begin Task inputs

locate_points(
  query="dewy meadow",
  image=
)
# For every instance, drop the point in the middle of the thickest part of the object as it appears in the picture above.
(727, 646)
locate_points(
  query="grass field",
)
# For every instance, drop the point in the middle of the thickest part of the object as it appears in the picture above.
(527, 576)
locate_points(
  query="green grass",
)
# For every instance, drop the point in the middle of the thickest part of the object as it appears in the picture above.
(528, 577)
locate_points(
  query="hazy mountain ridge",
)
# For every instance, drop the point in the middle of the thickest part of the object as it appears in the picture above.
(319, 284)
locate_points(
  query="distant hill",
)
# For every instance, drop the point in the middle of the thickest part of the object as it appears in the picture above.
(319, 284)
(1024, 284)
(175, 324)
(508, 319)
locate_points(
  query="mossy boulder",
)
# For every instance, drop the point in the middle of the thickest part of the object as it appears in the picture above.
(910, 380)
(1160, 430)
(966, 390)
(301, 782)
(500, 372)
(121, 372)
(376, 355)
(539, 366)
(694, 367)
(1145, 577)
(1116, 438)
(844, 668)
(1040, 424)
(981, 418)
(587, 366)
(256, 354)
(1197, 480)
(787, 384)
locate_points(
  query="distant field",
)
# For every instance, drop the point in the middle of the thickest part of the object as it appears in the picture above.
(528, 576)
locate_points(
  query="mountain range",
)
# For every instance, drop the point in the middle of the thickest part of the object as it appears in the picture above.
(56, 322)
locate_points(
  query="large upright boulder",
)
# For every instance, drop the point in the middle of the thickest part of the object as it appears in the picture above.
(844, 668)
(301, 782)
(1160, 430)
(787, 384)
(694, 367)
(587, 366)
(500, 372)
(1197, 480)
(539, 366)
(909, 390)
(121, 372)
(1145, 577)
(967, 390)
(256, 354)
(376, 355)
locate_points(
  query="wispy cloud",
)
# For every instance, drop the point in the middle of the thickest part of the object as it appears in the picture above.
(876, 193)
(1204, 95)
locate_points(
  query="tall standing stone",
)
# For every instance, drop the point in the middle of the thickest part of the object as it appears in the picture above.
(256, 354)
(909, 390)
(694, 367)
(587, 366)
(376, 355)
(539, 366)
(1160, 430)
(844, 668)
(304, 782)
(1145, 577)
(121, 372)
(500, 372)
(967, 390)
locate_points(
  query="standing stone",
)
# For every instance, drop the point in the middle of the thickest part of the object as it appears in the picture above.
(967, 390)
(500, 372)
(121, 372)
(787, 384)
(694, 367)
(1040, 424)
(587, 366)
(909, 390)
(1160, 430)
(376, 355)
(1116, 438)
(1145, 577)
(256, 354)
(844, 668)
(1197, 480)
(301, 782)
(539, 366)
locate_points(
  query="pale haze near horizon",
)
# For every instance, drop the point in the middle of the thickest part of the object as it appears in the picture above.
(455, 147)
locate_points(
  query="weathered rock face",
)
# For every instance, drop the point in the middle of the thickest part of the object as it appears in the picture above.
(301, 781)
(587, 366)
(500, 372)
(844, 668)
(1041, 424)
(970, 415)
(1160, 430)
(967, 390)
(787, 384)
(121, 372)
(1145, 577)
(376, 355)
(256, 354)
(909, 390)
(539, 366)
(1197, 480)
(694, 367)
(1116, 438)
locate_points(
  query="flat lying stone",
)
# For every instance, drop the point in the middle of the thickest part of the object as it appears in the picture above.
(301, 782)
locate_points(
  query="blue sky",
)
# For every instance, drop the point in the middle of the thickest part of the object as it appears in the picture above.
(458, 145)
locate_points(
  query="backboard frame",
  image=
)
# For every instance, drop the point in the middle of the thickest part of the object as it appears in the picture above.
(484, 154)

end Task inputs
begin Task inputs

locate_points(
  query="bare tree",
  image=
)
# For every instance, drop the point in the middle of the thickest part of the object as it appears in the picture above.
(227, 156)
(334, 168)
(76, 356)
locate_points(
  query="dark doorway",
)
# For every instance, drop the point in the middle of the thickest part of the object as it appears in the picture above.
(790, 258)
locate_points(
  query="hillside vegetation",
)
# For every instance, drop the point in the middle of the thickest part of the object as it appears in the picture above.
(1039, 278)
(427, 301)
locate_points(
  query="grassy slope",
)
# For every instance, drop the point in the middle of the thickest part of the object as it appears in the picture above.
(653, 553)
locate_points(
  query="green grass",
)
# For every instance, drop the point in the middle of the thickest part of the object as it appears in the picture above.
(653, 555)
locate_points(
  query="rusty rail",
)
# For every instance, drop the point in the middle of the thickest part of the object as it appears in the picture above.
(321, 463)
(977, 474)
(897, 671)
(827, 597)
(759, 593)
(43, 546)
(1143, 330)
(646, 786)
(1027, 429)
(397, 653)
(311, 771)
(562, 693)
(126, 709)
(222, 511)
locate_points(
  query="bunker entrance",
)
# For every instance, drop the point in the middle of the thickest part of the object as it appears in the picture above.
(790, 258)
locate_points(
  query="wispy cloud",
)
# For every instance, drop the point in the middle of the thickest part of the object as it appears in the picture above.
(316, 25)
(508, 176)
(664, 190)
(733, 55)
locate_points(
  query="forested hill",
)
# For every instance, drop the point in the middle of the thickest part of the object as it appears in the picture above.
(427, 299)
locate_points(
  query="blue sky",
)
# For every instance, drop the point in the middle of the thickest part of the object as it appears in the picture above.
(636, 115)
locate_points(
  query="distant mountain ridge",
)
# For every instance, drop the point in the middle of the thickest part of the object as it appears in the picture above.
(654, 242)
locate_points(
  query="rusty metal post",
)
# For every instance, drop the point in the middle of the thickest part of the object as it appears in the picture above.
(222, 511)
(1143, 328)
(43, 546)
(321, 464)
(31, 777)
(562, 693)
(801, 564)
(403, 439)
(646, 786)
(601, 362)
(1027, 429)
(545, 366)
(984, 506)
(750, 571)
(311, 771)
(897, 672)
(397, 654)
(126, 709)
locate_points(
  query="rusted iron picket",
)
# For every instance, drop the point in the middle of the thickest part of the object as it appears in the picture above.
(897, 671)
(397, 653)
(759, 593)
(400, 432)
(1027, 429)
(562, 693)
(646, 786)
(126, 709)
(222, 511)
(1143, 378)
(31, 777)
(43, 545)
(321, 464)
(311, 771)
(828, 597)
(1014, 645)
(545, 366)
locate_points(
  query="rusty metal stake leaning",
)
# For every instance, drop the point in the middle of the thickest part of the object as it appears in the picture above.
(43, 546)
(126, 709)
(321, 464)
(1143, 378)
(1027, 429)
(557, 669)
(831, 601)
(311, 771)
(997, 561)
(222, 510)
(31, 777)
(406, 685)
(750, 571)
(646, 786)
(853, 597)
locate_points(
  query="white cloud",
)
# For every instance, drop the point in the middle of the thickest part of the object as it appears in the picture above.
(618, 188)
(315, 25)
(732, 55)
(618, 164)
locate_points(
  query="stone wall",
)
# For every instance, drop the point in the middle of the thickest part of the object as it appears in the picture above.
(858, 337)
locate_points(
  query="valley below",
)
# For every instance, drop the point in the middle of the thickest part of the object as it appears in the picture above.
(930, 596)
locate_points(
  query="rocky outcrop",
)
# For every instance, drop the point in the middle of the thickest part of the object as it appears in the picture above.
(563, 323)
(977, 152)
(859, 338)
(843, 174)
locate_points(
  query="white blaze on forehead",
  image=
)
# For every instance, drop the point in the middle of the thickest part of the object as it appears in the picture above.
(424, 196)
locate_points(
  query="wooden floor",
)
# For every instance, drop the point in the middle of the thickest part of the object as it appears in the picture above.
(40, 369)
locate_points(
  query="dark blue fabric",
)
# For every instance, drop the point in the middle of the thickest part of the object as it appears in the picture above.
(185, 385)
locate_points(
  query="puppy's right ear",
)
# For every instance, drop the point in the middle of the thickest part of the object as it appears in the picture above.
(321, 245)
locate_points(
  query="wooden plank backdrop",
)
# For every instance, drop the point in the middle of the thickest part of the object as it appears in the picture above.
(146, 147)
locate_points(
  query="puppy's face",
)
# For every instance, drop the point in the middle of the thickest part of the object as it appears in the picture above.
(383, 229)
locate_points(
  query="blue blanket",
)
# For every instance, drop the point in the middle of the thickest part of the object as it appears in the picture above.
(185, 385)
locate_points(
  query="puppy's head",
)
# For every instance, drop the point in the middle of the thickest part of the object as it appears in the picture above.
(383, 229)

end Task inputs

Pull out every line of the material above that contains the string "ridge", treating uppercase and lowercase as different.

  query="hazy mountain ridge",
  query="distant mountain ridge",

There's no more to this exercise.